Required task
Turn all of the material below into a numbered list, omitting any blank lines.

(Excerpts from point annotation data)
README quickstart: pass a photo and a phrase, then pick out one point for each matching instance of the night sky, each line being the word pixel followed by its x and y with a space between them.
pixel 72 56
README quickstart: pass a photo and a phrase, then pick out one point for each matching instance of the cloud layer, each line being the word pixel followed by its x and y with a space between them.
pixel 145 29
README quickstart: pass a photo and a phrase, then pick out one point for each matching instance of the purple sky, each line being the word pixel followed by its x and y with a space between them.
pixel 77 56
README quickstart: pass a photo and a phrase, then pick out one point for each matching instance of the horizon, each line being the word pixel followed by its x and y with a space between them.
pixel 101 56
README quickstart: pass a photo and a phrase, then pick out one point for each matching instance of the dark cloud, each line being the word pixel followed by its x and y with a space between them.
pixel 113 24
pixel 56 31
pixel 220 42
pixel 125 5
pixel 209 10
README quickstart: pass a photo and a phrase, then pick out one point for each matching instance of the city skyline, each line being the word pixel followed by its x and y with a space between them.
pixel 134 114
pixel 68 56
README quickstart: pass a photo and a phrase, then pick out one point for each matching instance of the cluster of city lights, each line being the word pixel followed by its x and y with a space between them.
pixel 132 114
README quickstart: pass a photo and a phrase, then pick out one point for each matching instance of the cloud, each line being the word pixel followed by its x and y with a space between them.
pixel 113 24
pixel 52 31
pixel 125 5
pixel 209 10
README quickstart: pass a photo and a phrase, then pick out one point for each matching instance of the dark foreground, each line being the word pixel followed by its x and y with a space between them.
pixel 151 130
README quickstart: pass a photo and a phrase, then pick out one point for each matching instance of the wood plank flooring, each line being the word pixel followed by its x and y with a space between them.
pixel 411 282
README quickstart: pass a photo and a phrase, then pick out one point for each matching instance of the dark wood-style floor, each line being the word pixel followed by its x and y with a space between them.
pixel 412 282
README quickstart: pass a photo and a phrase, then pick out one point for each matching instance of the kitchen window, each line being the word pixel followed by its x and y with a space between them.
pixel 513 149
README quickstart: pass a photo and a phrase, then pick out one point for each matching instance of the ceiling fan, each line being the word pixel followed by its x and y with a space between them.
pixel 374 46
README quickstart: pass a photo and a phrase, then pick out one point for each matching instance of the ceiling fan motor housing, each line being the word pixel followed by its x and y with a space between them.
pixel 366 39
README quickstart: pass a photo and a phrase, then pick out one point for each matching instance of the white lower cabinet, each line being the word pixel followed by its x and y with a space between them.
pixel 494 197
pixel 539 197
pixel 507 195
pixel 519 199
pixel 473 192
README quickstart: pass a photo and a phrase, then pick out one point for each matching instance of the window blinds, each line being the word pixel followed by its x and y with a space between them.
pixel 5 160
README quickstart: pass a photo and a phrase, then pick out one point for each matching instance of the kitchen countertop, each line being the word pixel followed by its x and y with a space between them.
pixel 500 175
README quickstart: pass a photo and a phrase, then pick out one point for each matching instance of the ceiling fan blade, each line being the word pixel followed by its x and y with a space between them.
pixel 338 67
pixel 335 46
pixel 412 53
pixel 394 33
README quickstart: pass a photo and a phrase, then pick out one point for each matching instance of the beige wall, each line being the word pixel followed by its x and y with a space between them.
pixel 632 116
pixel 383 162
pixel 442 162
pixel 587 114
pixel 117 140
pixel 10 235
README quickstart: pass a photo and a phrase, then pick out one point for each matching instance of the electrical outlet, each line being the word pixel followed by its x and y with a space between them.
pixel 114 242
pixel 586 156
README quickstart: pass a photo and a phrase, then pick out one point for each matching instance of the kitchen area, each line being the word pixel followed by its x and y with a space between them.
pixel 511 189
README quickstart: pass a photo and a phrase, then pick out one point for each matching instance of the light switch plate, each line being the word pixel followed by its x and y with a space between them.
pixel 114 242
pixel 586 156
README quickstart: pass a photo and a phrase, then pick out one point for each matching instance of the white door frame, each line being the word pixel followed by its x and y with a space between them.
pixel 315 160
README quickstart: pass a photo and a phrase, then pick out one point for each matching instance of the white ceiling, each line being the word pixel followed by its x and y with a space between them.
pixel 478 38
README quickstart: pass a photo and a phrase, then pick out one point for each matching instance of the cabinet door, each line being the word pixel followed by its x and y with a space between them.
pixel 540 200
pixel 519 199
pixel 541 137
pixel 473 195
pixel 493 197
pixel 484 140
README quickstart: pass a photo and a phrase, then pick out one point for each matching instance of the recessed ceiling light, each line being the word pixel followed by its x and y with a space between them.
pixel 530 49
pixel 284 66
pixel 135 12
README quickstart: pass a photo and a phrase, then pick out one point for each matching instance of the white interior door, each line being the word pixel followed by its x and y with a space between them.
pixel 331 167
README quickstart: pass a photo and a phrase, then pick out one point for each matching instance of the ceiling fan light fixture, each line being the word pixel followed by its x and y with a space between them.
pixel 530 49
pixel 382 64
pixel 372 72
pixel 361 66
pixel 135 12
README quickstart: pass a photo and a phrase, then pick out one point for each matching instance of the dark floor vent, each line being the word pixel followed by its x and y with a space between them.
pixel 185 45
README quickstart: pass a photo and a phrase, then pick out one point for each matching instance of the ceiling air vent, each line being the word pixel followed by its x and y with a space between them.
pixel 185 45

Answer to the problem
1. README quickstart: pass a photo and a phrase, then pick out one point for each matching instance of the night sky, each line being the word pixel followed by its x and y with a space between them.
2. pixel 72 56
3. README quickstart: pass a photo and a phrase, then pick out one point for each matching instance of the cloud layer, each line being the word pixel followed by its x and y with a space between them.
4. pixel 145 29
5. README quickstart: pass a photo and a phrase, then pick out one point for each matching instance of the purple sky, each line being the word pixel followed by its x and y with a space between them.
6. pixel 77 56
7. README quickstart: pass a photo and a phrase, then pick out one point for each matching instance of the horizon, each line being the word pixel followed by its x and y with a space between them.
8. pixel 101 56
9. README quickstart: pass a photo and a phrase, then pick out one point for each matching instance of the dark cloud, each line being the word pixel followed by its x and y with a space between them.
10. pixel 113 24
11. pixel 56 31
12. pixel 220 42
13. pixel 125 5
14. pixel 209 10
15. README quickstart: pass a photo and a phrase, then pick out one point for each matching instance of the city skyline, each line being the word pixel followed by its x and y with a space between them.
16. pixel 134 114
17. pixel 68 56
18. README quickstart: pass a photo and a phrase, then pick out one point for each matching instance of the cluster of city lights, each line being the word pixel followed by its x and y with a space between them.
19. pixel 132 114
20. README quickstart: pass a photo and a phrase, then pick out one point for each matching instance of the cloud, each line being the word pixel followed by its x and y with a space between them.
21. pixel 113 24
22. pixel 52 31
23. pixel 125 5
24. pixel 209 10
25. README quickstart: pass a photo and a phrase, then pick out one point for each matching instance of the dark foreground, each line being the word pixel followed by its x and y with a space between them.
26. pixel 151 130
27. README quickstart: pass a photo and a phrase, then pick out one point for each matching instance of the wood plank flooring, each line being the word pixel followed by its x and y with a space between them.
28. pixel 411 282
29. README quickstart: pass a photo and a phrase, then pick out one point for each matching instance of the dark wood-style floor, each line being the word pixel followed by its x and y with a space between them.
30. pixel 412 282
31. README quickstart: pass a photo and a phrase, then pick out one point for each matching instance of the kitchen window, each line being the word pixel followed by its x and y with a space between them.
32. pixel 513 149
33. README quickstart: pass a photo and a phrase, then pick out one point for each matching instance of the ceiling fan, each line being the word pixel followed by its x and y with a space between them.
34. pixel 374 46
35. README quickstart: pass a photo and a phrase, then pick out one point for each matching instance of the ceiling fan motor housing, each line being the word pixel followed by its x and y with a space between them.
36. pixel 366 39
37. README quickstart: pass a photo and a phrase, then pick out one point for each matching instance of the white lower cabinet, each line being the word pixel followed by its x and y with a space between them.
38. pixel 494 197
39. pixel 539 197
40. pixel 507 195
41. pixel 519 199
42. pixel 473 192
43. README quickstart: pass a photo and a phrase, then pick out one point for each matching instance of the window blinds, each line being the word pixel followed by its x and y with a space between them.
44. pixel 5 160
45. README quickstart: pass a photo and a phrase, then pick out one point for each matching instance of the kitchen countertop, each line being the word pixel followed by its x and y with a space between them.
46. pixel 500 175
47. README quickstart: pass a photo and a phrase, then pick out one point for each matching instance of the ceiling fan blade, each line being the word pixel followed by its x and y with a space between them.
48. pixel 338 67
49. pixel 335 46
50. pixel 412 53
51. pixel 394 33
52. README quickstart: pass a photo and a phrase, then pick out one point for each matching instance of the beige wall, each line being the word pixel followed by its x and y with a space between them.
53. pixel 632 116
54. pixel 383 162
55. pixel 442 162
56. pixel 587 114
57. pixel 117 140
58. pixel 10 235
59. README quickstart: pass a photo and a phrase, then pick out one point for each matching instance of the electrical outlet, each line being the word pixel followed by its x and y with a space between them.
60. pixel 114 242
61. pixel 586 156
62. README quickstart: pass a photo and a phrase, then pick out one point for each matching instance of the kitchen area, each line being the word pixel followed by its x and y with a space between them.
63. pixel 511 189
64. README quickstart: pass a photo and a phrase, then pick out one point for each matching instance of the light switch plate, each line being the word pixel followed by its x and y with a space between them.
65. pixel 114 242
66. pixel 586 156
67. README quickstart: pass a photo and a phrase, then pick out one point for each matching instance of the white door frame, each line being the word pixel followed by its x and y with a space between them.
68. pixel 315 160
69. README quickstart: pass a photo and a phrase, then pick out one point for each matching instance of the white ceiling, each line being the word pixel followed by its x and y with a space between them.
70. pixel 478 38
71. README quickstart: pass a photo and a phrase, then pick out one point for each matching instance of the cabinet door, each line being the word pixel followed by its x and y with a space between them.
72. pixel 540 200
73. pixel 519 199
74. pixel 541 137
75. pixel 473 195
76. pixel 493 197
77. pixel 484 140
78. README quickstart: pass a photo and a phrase, then pick out one point for each matching instance of the recessed ceiling light, each line being the word pixel followed by its x and y with a space between them.
79. pixel 530 49
80. pixel 284 66
81. pixel 135 12
82. README quickstart: pass a photo and a phrase, then pick out one point for each matching instance of the white interior door, each line being the word pixel followed by its x and y with a space between them.
83. pixel 331 167
84. README quickstart: pass a photo and a phrase, then pick out one point for each matching instance of the ceiling fan light fixture, each line being the word pixel followed by its x and y with a space between them.
85. pixel 530 49
86. pixel 382 64
87. pixel 372 72
88. pixel 361 66
89. pixel 135 12
90. README quickstart: pass a photo and a phrase, then pick out one point for each matching instance of the dark floor vent, each line being the word pixel followed by its x and y with a space between them.
91. pixel 185 45
92. README quickstart: pass a photo and a phrase, then pick out one point for each matching instance of the ceiling air vent, each line being the word pixel followed by its x and y with a space between them.
93. pixel 185 45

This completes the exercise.